++++ Страница

В мое отсутствие вваливается баба из милиции. Толкует Майе:
— У нас не положено выставки в квартире устраивать!
И еще несет чушь о свободном искусстве, о свободе мысли. Только с милицией об этом разговаривать! К чему бы ее принесло, если с нашей эмиграцией все решено и подписано?
Звонит жене заместитель директора издательства «Советский писатель» Карпова.
— Вы едете с мужем?
— Да.
— Достойный всяческого сожаления поступок. Вы не должны этого делать.
— Валентина Михайловна, не говоря уже о чисто человеческом аспекте вопроса, оставшись здесь, я была бы обречена на нищету. До сих пор, куда бы я ни обращалась, никто на работу меня не принимал.
— Ошибаетесь! Если бы вы вели себя по-иному, с работой у вас было бы все в порядке.
Это значит — забудь о разных глупостях, о такой буржуазной выдумке, как «чисто человеческий аспект», встань на позиции здорового пролетарского гуманизма, (то есть антигуманизма) — отрекись от мужа, того лучше — заклейми его — и мы тебя приголубим. Неясно, что за сим кроется. Майя поддается на агитацию и уходит от меня. Где у них гарантия, что я тогда эмигрирую, а не брошусь в бой с еще пущим остервенением? Непредсказуемо ведут себя товарищи.
Но, может быть, это осуществляется без ведома КГБ? Инициатива на местах? Самодеятельность? Не знаю, не знаю… Вот и Коньков по телефону ни с того ни с сего выражает Майе сочувствие.
— Трудный у вас муж! Как вы его терпите?
Загадочно. Наверняка, они что-то готовили, но потом дали отбой, ибо в последующие дни с женой срочно разорвали два договора; один — в «Советской писателе», другой — в издательстве «Детская литература», хотя и там, и там ее переводы одобрены и редакторами, и авторами. Ладно, пусть не печатают. Но деньги-то в соответствии с законом должны выплатить! Не хотят. И со мной аналогично. Ах, гниды! Информирую корреспондентов, что над нами учиняют финансовый террор, и Конькову об этом же по телефону:
— Принципиально не уеду, если мне и жене не выплатят заработанный гонорар!

++++++++
++++ Фрагменты данных

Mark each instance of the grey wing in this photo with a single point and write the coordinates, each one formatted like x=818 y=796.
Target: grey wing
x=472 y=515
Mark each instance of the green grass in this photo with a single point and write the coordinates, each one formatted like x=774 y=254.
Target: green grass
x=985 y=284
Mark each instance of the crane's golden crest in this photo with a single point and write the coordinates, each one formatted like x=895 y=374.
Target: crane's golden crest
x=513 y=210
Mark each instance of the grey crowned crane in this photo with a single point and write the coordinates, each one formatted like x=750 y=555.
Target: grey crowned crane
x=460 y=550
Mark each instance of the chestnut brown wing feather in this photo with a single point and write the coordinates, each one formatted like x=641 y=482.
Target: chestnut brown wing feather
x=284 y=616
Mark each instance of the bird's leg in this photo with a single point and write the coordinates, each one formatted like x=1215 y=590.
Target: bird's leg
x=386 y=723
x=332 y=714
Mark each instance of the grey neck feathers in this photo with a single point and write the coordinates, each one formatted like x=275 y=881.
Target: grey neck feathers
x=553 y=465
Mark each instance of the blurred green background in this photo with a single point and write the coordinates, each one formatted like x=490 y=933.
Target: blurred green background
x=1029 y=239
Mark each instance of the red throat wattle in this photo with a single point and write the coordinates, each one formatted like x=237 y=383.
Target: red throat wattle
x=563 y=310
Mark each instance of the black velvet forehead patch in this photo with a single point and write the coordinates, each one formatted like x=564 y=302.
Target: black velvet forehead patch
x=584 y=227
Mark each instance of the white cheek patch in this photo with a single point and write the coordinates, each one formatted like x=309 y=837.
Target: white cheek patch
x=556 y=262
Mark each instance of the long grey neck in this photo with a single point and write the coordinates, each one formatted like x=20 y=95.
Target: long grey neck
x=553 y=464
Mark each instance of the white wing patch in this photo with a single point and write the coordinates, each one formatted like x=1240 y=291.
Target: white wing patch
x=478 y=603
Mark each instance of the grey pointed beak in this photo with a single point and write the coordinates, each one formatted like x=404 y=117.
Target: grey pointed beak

++++++++

_Задание 1_
Перепишите фрагмент текста об эмиграции, который начинается со слов «В мое отсутствие» и заканчивается словами «все в порядке.», заменив «нищету» на «бедность».
_Задание 2_
Ответьте по тексту об эмиграции:
(а) Что сказала Майе баба из милиции?
(б) Кто позвонил Майе из издательства «Советский писатель»?
(в) При каком условии автор отказывается уезжать?

_Итоговый ответ 1_
В мое отсутствие вваливается баба из милиции. Толкует Майе:
— У нас не положено выставки в квартире устраивать!
И еще несет чушь о свободном искусстве, о свободе мысли. Только с милицией об этом разговаривать! К чему бы ее принесло, если с нашей эмиграцией все решено и подписано?
Звонит жене заместитель директора издательства «Советский писатель» Карпова.
— Вы едете с мужем?
— Да.
— Достойный всяческого сожаления поступок. Вы не должны этого делать.
— Валентина Михайловна, не говоря уже о чисто человеческом аспекте вопроса, оставшись здесь, я была бы обречена на бедность. До сих пор, куда бы я ни обращалась, никто на работу меня не принимал.
— Ошибаетесь! Если бы вы вели себя по-иному, с работой у вас было бы все в порядке.

_Итоговый ответ 2_
(а) «У нас не положено выставки в квартире устраивать!»
(б) Заместитель директора издательства Карпова.
(в) Если ему и жене не выплатят заработанный гонорар.